▶ [DATA TO PROCESS]

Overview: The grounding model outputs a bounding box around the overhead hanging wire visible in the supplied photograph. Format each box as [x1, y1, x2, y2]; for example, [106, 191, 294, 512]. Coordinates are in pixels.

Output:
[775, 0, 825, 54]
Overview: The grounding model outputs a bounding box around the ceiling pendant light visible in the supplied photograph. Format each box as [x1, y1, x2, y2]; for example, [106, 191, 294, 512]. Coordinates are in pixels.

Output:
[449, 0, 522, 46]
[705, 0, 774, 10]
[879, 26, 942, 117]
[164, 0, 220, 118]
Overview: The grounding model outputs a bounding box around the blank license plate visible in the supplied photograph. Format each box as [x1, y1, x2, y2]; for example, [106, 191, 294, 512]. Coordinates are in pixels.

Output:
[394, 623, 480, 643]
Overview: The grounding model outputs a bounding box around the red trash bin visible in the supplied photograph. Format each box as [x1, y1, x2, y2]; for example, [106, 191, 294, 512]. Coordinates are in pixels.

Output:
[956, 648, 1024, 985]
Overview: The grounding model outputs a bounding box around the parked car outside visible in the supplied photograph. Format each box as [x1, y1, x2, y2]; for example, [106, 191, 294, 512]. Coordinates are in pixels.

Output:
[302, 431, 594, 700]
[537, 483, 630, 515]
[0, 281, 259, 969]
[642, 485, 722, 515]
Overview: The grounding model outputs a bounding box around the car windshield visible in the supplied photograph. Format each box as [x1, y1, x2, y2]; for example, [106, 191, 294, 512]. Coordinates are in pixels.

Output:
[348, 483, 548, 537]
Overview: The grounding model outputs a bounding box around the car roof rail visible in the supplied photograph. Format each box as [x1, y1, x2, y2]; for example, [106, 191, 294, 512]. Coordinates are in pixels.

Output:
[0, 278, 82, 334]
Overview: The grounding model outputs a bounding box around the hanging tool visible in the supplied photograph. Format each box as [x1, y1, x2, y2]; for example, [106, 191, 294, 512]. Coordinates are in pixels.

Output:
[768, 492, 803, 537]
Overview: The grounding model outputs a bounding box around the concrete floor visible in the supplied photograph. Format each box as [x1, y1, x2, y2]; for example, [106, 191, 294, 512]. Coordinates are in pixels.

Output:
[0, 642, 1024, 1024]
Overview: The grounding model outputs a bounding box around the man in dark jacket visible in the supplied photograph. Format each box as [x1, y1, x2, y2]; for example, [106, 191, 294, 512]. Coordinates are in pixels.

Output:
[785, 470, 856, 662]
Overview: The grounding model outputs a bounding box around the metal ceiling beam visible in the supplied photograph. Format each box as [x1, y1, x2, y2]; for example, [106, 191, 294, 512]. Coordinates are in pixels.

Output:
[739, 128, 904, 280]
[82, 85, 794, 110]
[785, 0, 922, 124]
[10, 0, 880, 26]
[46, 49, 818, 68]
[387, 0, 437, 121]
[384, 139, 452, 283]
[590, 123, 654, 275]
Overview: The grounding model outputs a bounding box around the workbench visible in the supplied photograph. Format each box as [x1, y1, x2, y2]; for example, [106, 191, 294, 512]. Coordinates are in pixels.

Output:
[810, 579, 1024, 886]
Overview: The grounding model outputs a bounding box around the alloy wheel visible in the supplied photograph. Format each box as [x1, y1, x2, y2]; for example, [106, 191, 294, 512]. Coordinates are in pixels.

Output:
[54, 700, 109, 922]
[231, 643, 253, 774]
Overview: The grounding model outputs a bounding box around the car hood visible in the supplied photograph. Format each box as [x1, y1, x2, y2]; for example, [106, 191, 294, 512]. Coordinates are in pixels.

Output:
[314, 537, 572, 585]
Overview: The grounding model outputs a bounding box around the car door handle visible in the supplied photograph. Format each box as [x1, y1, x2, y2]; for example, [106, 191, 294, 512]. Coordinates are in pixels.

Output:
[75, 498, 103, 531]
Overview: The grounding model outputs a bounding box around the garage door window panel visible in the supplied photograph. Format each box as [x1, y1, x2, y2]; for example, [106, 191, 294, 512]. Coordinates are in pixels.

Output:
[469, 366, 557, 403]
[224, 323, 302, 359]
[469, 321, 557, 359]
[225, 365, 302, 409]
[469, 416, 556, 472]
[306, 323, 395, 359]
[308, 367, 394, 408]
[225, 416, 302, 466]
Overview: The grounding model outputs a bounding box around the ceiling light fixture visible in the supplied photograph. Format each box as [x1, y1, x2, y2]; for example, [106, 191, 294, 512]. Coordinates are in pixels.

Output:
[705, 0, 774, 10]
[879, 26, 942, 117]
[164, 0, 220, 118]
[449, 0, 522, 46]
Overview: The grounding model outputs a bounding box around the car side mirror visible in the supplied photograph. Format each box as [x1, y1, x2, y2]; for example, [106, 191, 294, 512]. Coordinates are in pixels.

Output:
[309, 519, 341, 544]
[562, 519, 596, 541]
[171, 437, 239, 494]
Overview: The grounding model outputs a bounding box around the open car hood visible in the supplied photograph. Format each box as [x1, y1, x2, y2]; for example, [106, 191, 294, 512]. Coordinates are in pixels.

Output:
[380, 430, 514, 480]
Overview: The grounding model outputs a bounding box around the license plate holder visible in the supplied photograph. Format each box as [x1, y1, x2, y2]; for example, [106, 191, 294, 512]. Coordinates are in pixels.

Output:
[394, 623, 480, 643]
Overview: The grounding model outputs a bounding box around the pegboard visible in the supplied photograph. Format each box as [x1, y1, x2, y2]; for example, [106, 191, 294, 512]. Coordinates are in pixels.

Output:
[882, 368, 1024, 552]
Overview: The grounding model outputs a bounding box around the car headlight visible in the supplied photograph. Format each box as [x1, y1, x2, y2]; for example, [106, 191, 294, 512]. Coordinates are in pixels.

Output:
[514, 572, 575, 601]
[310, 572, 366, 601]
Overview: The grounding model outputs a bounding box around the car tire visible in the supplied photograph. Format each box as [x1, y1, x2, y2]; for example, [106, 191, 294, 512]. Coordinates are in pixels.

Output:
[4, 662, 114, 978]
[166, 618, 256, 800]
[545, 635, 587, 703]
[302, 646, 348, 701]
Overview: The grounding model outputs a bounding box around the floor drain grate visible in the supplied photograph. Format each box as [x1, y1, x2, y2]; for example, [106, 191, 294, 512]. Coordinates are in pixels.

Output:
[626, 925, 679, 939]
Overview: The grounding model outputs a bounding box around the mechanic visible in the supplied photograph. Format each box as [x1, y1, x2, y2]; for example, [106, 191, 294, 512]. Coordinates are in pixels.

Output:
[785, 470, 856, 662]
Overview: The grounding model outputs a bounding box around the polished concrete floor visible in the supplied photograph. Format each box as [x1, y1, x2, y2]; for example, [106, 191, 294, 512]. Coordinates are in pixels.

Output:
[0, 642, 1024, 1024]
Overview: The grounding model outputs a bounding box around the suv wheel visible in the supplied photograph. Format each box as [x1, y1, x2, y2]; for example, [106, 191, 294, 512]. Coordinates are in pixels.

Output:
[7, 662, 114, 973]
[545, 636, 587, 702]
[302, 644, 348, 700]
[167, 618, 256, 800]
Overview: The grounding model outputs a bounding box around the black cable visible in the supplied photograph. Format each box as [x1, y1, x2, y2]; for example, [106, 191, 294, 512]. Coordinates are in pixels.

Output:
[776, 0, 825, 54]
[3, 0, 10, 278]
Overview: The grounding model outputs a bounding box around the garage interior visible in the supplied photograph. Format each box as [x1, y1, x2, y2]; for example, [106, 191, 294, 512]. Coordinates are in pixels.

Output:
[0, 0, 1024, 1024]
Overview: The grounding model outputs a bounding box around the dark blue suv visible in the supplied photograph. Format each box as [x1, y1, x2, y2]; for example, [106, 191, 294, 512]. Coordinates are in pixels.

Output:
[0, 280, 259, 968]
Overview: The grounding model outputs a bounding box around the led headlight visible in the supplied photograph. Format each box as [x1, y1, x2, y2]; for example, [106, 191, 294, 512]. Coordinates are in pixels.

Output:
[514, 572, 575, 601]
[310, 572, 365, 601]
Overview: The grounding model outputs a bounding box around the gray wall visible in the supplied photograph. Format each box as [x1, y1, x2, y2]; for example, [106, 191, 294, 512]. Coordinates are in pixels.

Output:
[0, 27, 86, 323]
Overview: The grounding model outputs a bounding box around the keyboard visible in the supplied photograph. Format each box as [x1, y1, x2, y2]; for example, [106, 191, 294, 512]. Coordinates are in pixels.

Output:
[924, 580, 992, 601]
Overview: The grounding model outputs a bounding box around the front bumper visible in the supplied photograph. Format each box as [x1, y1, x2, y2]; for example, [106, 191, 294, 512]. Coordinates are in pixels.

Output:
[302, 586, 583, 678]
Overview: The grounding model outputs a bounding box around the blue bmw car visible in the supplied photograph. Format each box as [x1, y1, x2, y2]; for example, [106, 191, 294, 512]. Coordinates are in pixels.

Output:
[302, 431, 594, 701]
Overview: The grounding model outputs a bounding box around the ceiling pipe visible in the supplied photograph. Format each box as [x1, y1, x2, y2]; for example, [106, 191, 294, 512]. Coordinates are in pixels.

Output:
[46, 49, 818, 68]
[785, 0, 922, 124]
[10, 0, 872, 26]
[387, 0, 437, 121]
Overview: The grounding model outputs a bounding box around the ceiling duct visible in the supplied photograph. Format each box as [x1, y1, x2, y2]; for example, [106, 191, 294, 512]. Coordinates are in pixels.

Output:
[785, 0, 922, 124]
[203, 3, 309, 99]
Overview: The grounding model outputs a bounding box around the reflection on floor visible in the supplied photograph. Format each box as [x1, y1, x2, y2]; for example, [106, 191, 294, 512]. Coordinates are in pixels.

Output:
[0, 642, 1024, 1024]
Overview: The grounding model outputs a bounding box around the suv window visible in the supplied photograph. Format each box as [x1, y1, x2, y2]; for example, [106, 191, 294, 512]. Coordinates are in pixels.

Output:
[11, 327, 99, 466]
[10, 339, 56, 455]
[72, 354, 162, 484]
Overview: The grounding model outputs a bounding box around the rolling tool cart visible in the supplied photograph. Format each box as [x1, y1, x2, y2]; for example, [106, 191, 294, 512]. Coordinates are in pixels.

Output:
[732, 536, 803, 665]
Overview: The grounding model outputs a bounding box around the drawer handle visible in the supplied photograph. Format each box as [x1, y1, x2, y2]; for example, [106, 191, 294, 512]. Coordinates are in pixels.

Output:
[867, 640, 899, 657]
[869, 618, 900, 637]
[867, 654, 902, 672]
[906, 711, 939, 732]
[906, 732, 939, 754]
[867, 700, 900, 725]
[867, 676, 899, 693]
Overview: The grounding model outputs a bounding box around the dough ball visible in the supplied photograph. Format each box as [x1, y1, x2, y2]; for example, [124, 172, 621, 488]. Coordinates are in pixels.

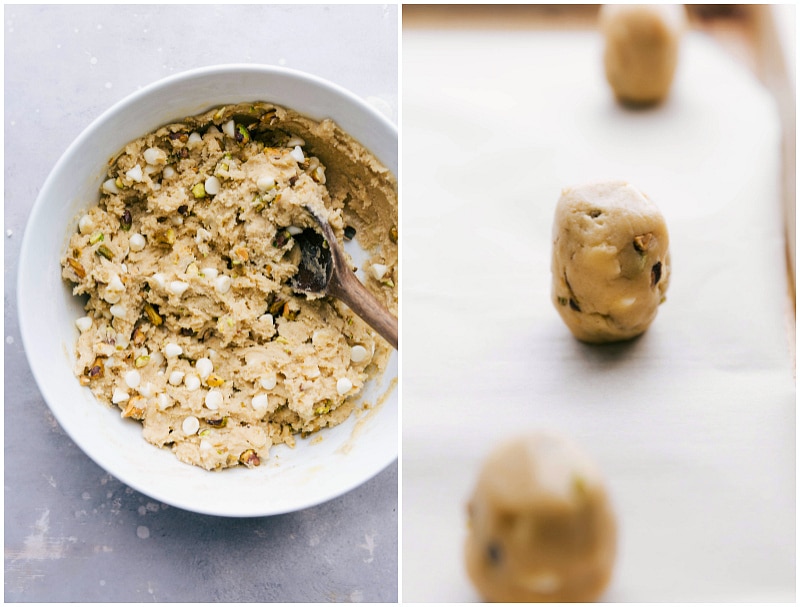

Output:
[600, 4, 686, 105]
[552, 181, 670, 343]
[465, 433, 616, 602]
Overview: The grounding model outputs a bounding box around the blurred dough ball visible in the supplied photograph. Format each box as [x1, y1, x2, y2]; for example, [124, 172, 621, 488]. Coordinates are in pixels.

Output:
[600, 4, 686, 105]
[551, 181, 670, 343]
[465, 433, 616, 603]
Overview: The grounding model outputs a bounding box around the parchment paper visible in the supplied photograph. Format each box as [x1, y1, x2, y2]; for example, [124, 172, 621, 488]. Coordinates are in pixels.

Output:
[401, 31, 796, 602]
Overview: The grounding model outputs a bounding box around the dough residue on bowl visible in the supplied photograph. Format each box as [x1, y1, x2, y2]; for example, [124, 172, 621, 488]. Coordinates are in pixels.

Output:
[61, 102, 397, 470]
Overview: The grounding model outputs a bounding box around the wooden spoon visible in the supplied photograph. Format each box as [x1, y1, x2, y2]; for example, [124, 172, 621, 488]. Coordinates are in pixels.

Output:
[289, 207, 397, 350]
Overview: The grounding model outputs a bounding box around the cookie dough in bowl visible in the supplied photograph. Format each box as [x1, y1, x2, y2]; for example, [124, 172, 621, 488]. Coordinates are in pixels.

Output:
[17, 65, 398, 517]
[465, 432, 617, 603]
[62, 102, 397, 470]
[552, 181, 670, 343]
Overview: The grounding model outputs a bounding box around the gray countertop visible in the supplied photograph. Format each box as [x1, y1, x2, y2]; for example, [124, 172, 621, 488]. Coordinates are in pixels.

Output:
[3, 5, 398, 602]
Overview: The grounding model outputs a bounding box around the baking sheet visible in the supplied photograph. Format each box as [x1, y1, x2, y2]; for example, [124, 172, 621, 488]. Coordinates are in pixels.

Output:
[401, 30, 796, 602]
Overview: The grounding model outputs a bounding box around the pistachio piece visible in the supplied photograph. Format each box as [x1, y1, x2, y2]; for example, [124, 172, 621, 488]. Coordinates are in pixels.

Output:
[239, 449, 261, 468]
[144, 303, 164, 327]
[650, 261, 661, 287]
[206, 373, 225, 388]
[633, 232, 653, 253]
[119, 209, 133, 232]
[122, 396, 144, 420]
[86, 356, 106, 379]
[95, 244, 114, 261]
[272, 228, 292, 249]
[67, 257, 86, 278]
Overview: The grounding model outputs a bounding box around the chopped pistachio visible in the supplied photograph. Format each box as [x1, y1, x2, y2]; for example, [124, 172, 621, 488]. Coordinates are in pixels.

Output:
[272, 228, 292, 249]
[119, 209, 133, 232]
[633, 232, 653, 253]
[67, 257, 86, 278]
[235, 124, 251, 143]
[86, 356, 106, 379]
[239, 449, 261, 468]
[144, 303, 164, 327]
[206, 416, 228, 428]
[97, 244, 114, 261]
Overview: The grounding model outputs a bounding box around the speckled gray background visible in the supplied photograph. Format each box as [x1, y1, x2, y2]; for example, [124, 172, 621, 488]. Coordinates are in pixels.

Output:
[3, 5, 398, 602]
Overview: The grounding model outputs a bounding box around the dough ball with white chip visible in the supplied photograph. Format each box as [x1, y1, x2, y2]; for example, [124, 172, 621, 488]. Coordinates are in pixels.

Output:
[465, 433, 617, 603]
[600, 4, 686, 105]
[552, 181, 670, 343]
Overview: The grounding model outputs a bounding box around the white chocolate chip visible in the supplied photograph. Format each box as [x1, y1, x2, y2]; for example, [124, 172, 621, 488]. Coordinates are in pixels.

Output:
[336, 377, 353, 396]
[125, 369, 142, 388]
[75, 316, 92, 333]
[214, 274, 231, 295]
[370, 263, 389, 280]
[206, 390, 222, 411]
[125, 164, 144, 183]
[156, 392, 172, 411]
[164, 342, 183, 358]
[101, 179, 119, 196]
[256, 175, 275, 192]
[168, 280, 189, 296]
[203, 175, 222, 196]
[250, 394, 269, 412]
[128, 234, 147, 251]
[78, 214, 95, 234]
[142, 148, 167, 164]
[194, 357, 214, 379]
[181, 415, 200, 435]
[183, 375, 200, 392]
[350, 344, 369, 363]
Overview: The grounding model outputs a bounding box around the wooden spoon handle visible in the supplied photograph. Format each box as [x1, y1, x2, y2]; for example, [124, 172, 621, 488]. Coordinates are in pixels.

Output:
[328, 268, 398, 350]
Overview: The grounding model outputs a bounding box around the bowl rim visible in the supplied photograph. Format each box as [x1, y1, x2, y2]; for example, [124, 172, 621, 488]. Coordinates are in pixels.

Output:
[21, 63, 400, 518]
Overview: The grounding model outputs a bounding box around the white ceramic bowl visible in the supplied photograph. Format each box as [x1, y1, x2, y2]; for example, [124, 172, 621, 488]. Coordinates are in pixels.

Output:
[17, 65, 398, 517]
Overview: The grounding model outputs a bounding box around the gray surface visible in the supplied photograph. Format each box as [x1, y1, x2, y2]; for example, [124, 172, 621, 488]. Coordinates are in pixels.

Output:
[4, 5, 398, 602]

▶ [WRITTEN INSTRUCTION] Copy out every line from the first one through the line containing "[0, 278, 82, 334]", inclusive, with "grounding model" changed to "detection model" and all else left as it is.

▶ [ANSWER TO THE EXERCISE]
Overview: The detection model outputs a bounding box around the overhead hanging wire visible in the supplied photograph. Format each box as [x1, y1, x2, y2]; for example, [106, 191, 294, 512]. Coordinates are in pixels.

Output:
[775, 0, 825, 54]
Overview: The detection model outputs a bounding box around the ceiling pendant light visible in the supplied photograph. Format each box as [x1, y1, x2, y2]; for example, [106, 191, 294, 512]. Coordinates are in pixels.

Output:
[449, 0, 522, 46]
[705, 0, 774, 10]
[879, 26, 942, 117]
[164, 0, 220, 118]
Overview: The detection model outputs a bounding box around the blank license plate visible in the supplied photograph. Format each box as [x1, y1, x2, y2]; for example, [106, 191, 294, 512]. Coordinates are in pixels.

Output:
[394, 623, 480, 643]
Overview: The detection model outputs a bounding box around the red trash bin visible in the supplied photograph. Format each box as [x1, y1, x2, y2]; for example, [106, 191, 294, 512]. Coordinates are in pixels.

Output:
[956, 648, 1024, 985]
Overview: The detection model outputs a bounding box around the parked car outside visible in the supplied photograph. Format each box as [x1, y1, x2, y2]; for example, [106, 191, 294, 512]. Coordinates are in pixels.

Output:
[302, 431, 594, 700]
[537, 483, 630, 515]
[0, 281, 259, 969]
[642, 485, 722, 515]
Overview: The detection model outputs a bounding box around the car windshield visible in the supplied photograph. Format each box as [x1, y1, x2, y2]; for example, [106, 191, 294, 512]. Coordinates are in pixels.

Output:
[348, 483, 548, 537]
Overview: The detection model outputs a bounding box around the car roof rail visible in the supplied photograph. Format each box as [x1, y1, x2, y2]; for example, [106, 191, 294, 512]. Coordinates are in pixels.

Output:
[0, 278, 82, 334]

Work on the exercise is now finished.